Zadania do wykonania
A: Sprawdź, czy poniższe stwierdzenia zgadzają się z tekstem o mediach społecznościowych i samotności. Przy każdym odpowiedz „tak” lub „nie” i przytocz dosłownie słowa tekstu, które o tym rozstrzygają.
(i) W badaniu wzięło udział 143 uczestników.
(ii) Grupa eksperymentalna mogła spędzać w mediach społecznościowych najwyżej pół godziny dziennie.
(iii) Ograniczenie korzystania z mediów społecznościowych najmocniej zmniejszyło poczucie osamotnienia u osób, które na początku badania poważnie się z nim zmagały.
B: Podejmij na nowo tekst o mediach społecznościowych i samotności i pisz go dalej, zaczynając po jego ostatnim zdaniu.

Udostępniony tekst
--*--

Media samotnościowe. To częste korzystanie z mediów społecznościowych może sprawiać, że czujesz się samotny
Badania wpływu mediów społecznościowych na zdrowie psychiczne są prowadzone coraz częściej, ale nadal więcej jest w tej sprawie pytań niż odpowiedzi. Najnowszy eksperyment naukowców z Uniwersytety w Pensylwanii sugerują, że intensywne korzystanie z Facebooka, Instagrama czy Snapchata może zwiększyć poczucie osamotnienia.

To, że media społecznościowe mogą nie mieć najlepszego wpływu na nasze zdrowie psychiczne, wiemy teoretycznie od dawna. Pokolenie, które dorastało bez dostępu do dobrodziejstw nieustannej komunikacji, wciąż smęci i ględzi, że młodzi tracą życie z nosami w telefonach. Młodzi, zgodnie z uświęconą tradycją międzypokoleniowych przepychanek, machają ręką na przestrogi stetryczałego pokolenia. Tym razem jednak powinni się zatrzymać w pół machnięcia. Coraz więcej psychologów i psychologów społecznych zajmuje się wpływem mediów społecznościowych na nasze życie. I część z nich nie ma dobrych wiadomości.
Trzy tygodnie z ograniczonym dostępem do Facebooka.
143 uczestników badania w wieku od 18 do 22 lat wypełniło najpierw formularz; oceniano w ten sposób ich nastrój i ogólne samopoczucie. Potem zostali losowo przydzieleni do dwóch grup. Grupa eksperymentalna miała przed sobą trudne zadanie. Miała ograniczyć znacząco swoje korzystanie z Facebooka, Snapchata i Instagrama na całe trzy tygodnie. Maksymalnie mogli spędzić w tych mediach 10 minut dziennie. Wszyscy uczestnicy wysyłali co tydzień badaczom zrzuty ekranu ze swoich iPhone'ów z informacją na temat tego, ile czasu spędzili w mediach społecznościowych, wypełniali też przygotowane przez badaczy kwestionariusze odnoszące się do ich stanu emocjonalnego.
Media samotnościowe.
Wyniki tych badań pokazują ironię korzystania z mediów społecznościowych. Ograniczenie korzystania z Facebooka, Snapchata i Instagrama znacząco zmniejszyło poczucie osamotnienia, szczególnie u osób, które na początku badania poważnie zmagały się z tym problemem. To wywołuje gorzki śmiech. W końcu w teorii to te narzędzia mają nam ułatwić odnajdywanie przyjaciół, wymianę myśli z większą liczbą ludzi, bycie w stałym kontakcie z bliskimi. Jest gorzka ironia w tym, że mając tak dumne hasła na sztandarach, kończą jako narzędzia, które potęgują w nas poczucie osamotnienia i pogłębiają depresję.

--*--

Przekazane informacje
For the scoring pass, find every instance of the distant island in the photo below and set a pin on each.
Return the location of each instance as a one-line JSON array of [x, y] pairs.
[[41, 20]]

--*--

Odpowiedzi do zadań
A:
(i) Tak: „143 uczestników badania w wieku od 18 do 22 lat wypełniło najpierw formularz”.
(ii) Nie: „Maksymalnie mogli spędzić w tych mediach 10 minut dziennie.”
(iii) Tak: „szczególnie u osób, które na początku badania poważnie zmagały się z tym problemem”.

B:
Życie z filtrem.
Nie pokazujemy swojego życia w mediach społecznościowych. Prezentujemy tam nasze momenty chwały. Publikujemy swoje jedno selfie na 10, bo na 9 pozostałych wyglądamy jak skrzyżowanie Terminatora z owcą. Chwalimy się zaręczynami, ale już niekoniecznie momentami, w których rzucamy słoikiem po dżemie w ukochanego. Chętnie pokazujemy sukcesy, zadziwiająco dyskretnie milcząc o porażkach.
Są momenty, które świadomie przełamują ten trend i na krótką chwilę zdzierają upiększający filtr z naszego życia. Taki wgląd w rzeczywistość daje akcja selfie bez makijażu i filtrów, ale też poważne społeczne akcje typu #metoo. To dzięki nim tysiące kobiet mogło się dowiedzieć, że ich nie jest odosobnionych w swoich doświadczeniach.
To nie pierwsze badania wpływu mediów społecznościowych na zdrowie psychiczne.
Badania Hunt nie są pierwszymi ani z pewnością nie ostatnimi na temat wpływu Facebooka czy Instagrama na zdrowie psychiczne jego użytkowników. Ukuty w 2012 r. termin facebookowa depresja został zaczerpnięty z artykułu, w którym badacze twierdzili, że korzystanie z tego medium jest połączone właśnie z tym schorzeniem. Analizy przeprowadzone rok później przez inną grupę badaczy przeczyły tym wnioskom. Naukowcy mają też problem z rozdzieleniem korelacji przyczynowo-skutkowej od czasowej. To, że więcej osób z zaburzeniami emocjonalnymi korzysta z Facebooka, nie znaczy, że on za te zaburzenia jest odpowiedzialny. Nadal potrzeba większej liczby badań w tej sprawie, uwzględniających nie tylko sam fakt korzystania z danego rozwiązania, ale także tego, w jakie wzorce zachowań angażują się użytkownicy. Być może z mediów społecznościowych da się korzystać mądrzej i lepiej. Bo to, co robimy teraz, często nie wychodzi nam na zdrowie.